### Problem statement
Look through the entries that follow and return each line that has the string "below".

### Exercise data
============================================================

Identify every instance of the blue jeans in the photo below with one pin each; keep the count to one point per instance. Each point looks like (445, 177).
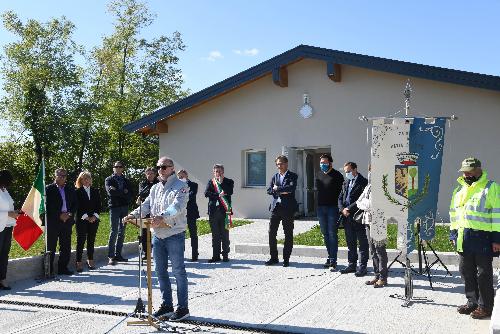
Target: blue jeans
(328, 216)
(117, 233)
(173, 248)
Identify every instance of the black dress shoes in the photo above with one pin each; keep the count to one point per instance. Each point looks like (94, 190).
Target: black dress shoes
(271, 262)
(65, 271)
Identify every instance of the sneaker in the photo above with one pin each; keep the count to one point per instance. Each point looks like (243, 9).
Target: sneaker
(271, 262)
(180, 314)
(120, 258)
(466, 309)
(164, 311)
(480, 313)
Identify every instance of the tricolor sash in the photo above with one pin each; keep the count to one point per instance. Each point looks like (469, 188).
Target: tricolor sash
(228, 222)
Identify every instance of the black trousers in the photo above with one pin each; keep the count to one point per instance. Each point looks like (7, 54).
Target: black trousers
(5, 242)
(193, 234)
(59, 230)
(278, 215)
(477, 274)
(354, 233)
(220, 235)
(85, 231)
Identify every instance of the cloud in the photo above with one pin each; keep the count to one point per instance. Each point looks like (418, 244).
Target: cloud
(247, 52)
(214, 55)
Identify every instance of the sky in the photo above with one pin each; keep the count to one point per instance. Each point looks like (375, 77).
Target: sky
(225, 37)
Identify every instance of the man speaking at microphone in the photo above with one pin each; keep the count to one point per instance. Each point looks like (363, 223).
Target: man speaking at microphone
(166, 204)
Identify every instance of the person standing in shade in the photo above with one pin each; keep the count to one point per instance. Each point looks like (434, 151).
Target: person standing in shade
(87, 219)
(192, 212)
(283, 207)
(144, 189)
(329, 185)
(475, 232)
(119, 190)
(61, 206)
(218, 191)
(7, 222)
(354, 232)
(166, 204)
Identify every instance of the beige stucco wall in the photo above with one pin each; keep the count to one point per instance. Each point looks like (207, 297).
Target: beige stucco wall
(262, 115)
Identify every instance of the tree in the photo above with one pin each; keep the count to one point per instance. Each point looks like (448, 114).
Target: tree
(40, 78)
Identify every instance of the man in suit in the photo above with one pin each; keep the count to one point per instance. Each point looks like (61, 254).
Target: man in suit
(119, 190)
(219, 191)
(192, 212)
(352, 188)
(283, 207)
(61, 207)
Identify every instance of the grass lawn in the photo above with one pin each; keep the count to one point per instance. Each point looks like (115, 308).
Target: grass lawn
(314, 237)
(103, 235)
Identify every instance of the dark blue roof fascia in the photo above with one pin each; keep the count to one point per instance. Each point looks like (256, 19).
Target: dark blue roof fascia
(338, 57)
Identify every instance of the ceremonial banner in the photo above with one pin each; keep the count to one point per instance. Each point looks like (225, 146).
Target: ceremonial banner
(406, 161)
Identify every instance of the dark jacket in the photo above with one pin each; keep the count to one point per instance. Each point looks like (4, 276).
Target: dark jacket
(54, 202)
(86, 205)
(145, 188)
(356, 191)
(213, 196)
(118, 197)
(288, 201)
(192, 207)
(329, 186)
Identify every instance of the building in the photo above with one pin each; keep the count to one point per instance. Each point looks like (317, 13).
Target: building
(248, 119)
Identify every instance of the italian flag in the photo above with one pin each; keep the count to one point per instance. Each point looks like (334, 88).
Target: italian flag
(29, 225)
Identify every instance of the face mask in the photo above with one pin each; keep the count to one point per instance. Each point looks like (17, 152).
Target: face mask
(470, 179)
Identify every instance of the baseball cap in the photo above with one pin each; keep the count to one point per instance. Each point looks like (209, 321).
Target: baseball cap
(469, 164)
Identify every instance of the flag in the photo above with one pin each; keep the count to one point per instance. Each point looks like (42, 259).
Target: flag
(406, 159)
(29, 225)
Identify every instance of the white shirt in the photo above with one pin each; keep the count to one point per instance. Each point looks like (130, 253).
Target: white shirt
(6, 205)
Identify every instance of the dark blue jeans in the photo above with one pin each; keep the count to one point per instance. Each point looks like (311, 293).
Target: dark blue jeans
(354, 233)
(328, 216)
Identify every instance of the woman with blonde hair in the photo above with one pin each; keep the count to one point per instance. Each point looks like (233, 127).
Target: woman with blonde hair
(87, 218)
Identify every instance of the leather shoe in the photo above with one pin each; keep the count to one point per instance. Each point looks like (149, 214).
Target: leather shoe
(271, 262)
(65, 271)
(214, 260)
(466, 309)
(480, 313)
(349, 269)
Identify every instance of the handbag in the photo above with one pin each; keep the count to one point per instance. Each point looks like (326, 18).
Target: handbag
(358, 216)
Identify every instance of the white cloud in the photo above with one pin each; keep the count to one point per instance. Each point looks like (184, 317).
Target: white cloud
(247, 52)
(214, 55)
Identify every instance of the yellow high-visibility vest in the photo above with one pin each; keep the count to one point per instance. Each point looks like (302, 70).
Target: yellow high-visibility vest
(476, 207)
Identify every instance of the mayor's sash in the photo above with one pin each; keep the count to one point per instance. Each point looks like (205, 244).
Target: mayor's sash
(228, 221)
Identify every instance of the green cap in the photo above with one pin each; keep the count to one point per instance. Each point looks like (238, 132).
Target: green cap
(469, 164)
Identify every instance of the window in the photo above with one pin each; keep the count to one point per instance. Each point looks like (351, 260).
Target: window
(255, 168)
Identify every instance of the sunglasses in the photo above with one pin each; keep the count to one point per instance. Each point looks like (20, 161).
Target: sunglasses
(163, 167)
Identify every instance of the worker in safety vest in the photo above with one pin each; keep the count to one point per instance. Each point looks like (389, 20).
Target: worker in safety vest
(475, 232)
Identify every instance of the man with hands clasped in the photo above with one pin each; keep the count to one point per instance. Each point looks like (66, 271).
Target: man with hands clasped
(166, 204)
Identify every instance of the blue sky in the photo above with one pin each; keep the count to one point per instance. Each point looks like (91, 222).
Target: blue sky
(226, 37)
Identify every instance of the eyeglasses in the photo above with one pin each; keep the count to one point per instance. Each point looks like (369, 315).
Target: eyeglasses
(163, 167)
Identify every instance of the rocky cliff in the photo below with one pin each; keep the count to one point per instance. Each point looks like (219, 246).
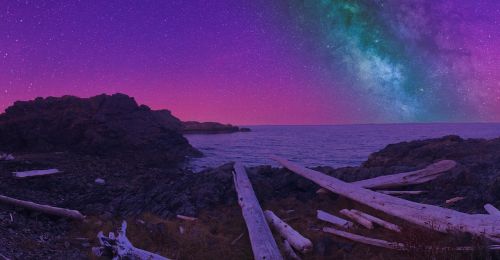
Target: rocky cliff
(100, 125)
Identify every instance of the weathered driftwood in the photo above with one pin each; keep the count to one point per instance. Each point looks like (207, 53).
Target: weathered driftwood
(357, 218)
(408, 178)
(186, 218)
(430, 216)
(492, 210)
(237, 239)
(6, 157)
(288, 250)
(325, 216)
(378, 221)
(402, 192)
(121, 248)
(364, 240)
(69, 213)
(453, 200)
(295, 239)
(263, 244)
(393, 245)
(34, 173)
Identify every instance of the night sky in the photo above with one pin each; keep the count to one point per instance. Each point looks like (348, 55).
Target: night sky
(261, 61)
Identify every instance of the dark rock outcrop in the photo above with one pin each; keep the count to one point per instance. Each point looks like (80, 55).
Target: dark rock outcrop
(101, 125)
(193, 127)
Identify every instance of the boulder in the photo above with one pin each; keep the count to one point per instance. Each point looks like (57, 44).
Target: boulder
(102, 125)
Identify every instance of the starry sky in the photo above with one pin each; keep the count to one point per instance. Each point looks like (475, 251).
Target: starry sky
(260, 61)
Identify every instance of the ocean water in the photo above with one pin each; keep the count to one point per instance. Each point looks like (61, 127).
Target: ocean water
(336, 145)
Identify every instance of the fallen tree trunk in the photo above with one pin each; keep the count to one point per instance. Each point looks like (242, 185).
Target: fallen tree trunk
(402, 192)
(378, 221)
(492, 210)
(288, 250)
(69, 213)
(365, 240)
(34, 173)
(357, 218)
(430, 216)
(295, 239)
(121, 248)
(263, 244)
(322, 215)
(393, 245)
(429, 173)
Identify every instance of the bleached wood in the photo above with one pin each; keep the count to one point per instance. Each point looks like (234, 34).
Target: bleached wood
(492, 210)
(357, 218)
(378, 221)
(288, 250)
(408, 178)
(121, 247)
(186, 218)
(69, 213)
(263, 244)
(295, 239)
(402, 192)
(6, 157)
(393, 245)
(453, 200)
(365, 240)
(325, 216)
(430, 216)
(35, 173)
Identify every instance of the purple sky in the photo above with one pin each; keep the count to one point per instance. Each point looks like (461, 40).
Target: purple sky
(261, 62)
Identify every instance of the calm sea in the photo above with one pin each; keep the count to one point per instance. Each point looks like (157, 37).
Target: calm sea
(336, 146)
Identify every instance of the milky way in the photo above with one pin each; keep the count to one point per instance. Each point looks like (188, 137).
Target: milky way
(262, 62)
(411, 60)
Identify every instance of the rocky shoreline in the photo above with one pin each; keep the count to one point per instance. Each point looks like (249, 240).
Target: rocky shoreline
(113, 139)
(133, 189)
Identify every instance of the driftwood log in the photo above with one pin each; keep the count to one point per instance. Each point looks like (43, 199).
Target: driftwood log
(295, 239)
(35, 173)
(325, 216)
(492, 210)
(430, 216)
(288, 250)
(6, 157)
(357, 218)
(378, 221)
(393, 245)
(263, 244)
(402, 192)
(69, 213)
(429, 173)
(121, 248)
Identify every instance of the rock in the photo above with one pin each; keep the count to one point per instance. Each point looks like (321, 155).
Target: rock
(193, 127)
(103, 125)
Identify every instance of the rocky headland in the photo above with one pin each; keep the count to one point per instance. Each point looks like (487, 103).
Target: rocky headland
(193, 127)
(89, 139)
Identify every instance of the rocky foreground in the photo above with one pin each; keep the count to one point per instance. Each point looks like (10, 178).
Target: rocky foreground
(149, 194)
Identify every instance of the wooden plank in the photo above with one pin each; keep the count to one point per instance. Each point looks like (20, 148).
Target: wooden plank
(492, 210)
(430, 216)
(402, 192)
(295, 239)
(378, 221)
(263, 244)
(357, 218)
(429, 173)
(325, 216)
(35, 173)
(69, 213)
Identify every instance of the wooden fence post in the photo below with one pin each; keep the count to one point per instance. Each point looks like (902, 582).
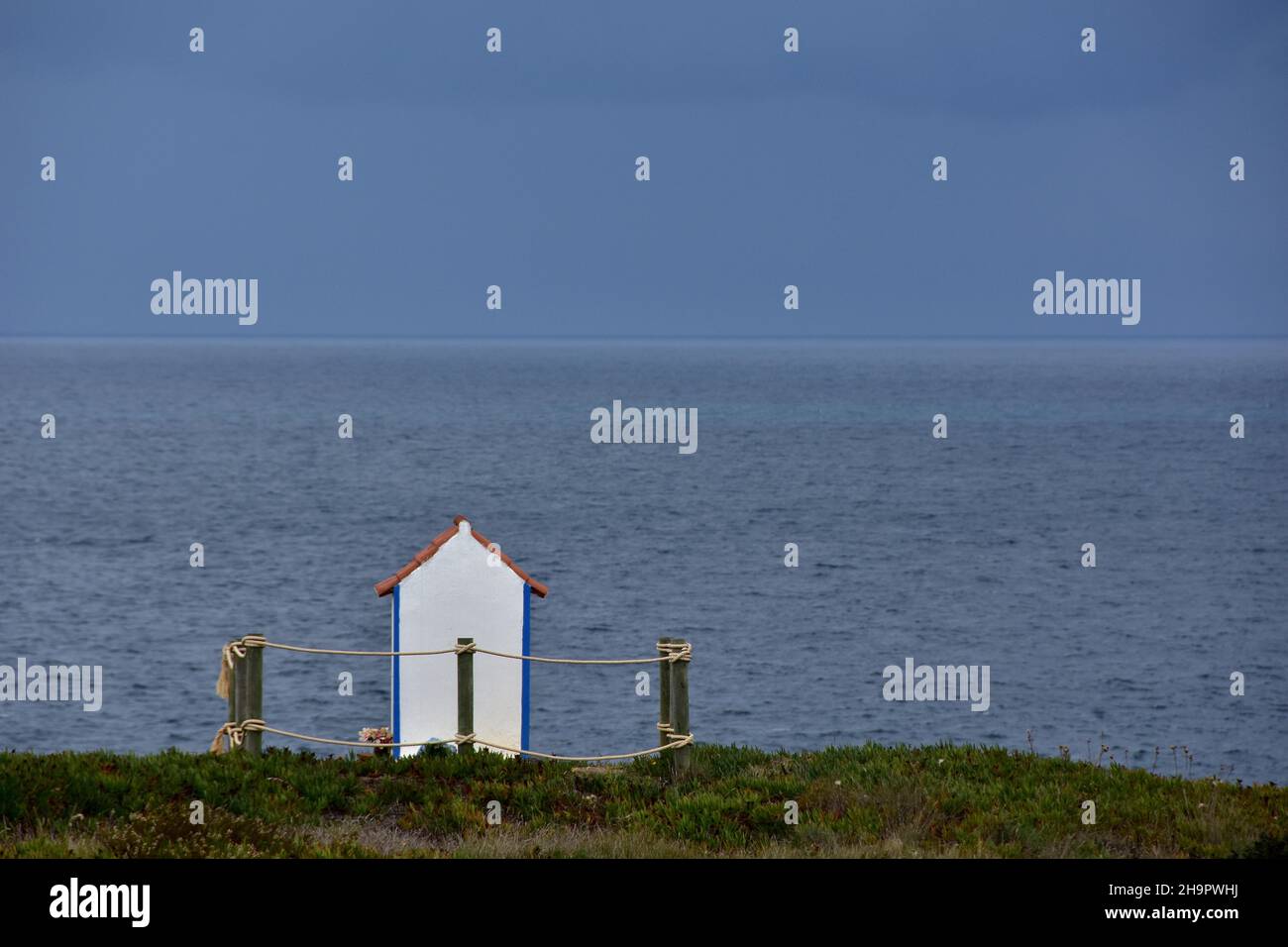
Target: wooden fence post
(664, 705)
(241, 692)
(464, 694)
(256, 698)
(681, 757)
(232, 689)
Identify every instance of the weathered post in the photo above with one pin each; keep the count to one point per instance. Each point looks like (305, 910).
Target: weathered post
(464, 693)
(256, 697)
(681, 711)
(232, 689)
(664, 706)
(241, 692)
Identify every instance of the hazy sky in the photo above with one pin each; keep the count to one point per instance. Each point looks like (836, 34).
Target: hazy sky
(768, 167)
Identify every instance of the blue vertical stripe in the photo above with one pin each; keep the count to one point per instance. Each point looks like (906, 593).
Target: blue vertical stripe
(527, 665)
(397, 707)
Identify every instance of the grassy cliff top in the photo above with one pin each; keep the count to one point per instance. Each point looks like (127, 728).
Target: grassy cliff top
(868, 800)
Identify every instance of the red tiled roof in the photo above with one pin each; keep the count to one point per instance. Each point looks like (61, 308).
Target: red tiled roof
(437, 543)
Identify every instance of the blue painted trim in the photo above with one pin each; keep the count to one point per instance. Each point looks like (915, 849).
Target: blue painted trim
(527, 665)
(397, 705)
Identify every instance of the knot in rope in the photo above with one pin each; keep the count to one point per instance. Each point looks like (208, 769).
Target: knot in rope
(677, 651)
(235, 650)
(235, 737)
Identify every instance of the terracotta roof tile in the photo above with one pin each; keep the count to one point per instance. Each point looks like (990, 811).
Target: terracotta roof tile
(425, 554)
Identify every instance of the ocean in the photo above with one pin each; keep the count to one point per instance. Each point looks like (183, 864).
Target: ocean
(964, 551)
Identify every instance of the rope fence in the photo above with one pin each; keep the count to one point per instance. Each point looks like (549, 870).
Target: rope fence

============================================================

### Reply
Identify every instance of the blue jeans in the photo below with one pin each; keep the count to one point per instance. Each point looks like (445, 177).
Identify every instance of the rocky cliff in the photo below with one pin each; keep the count to one point per instance. Each point looks like (219, 246).
Identify every instance of the wooden fence post in the photo below with one pin each; keep the count to one point per instance. Each point looks like (902, 582).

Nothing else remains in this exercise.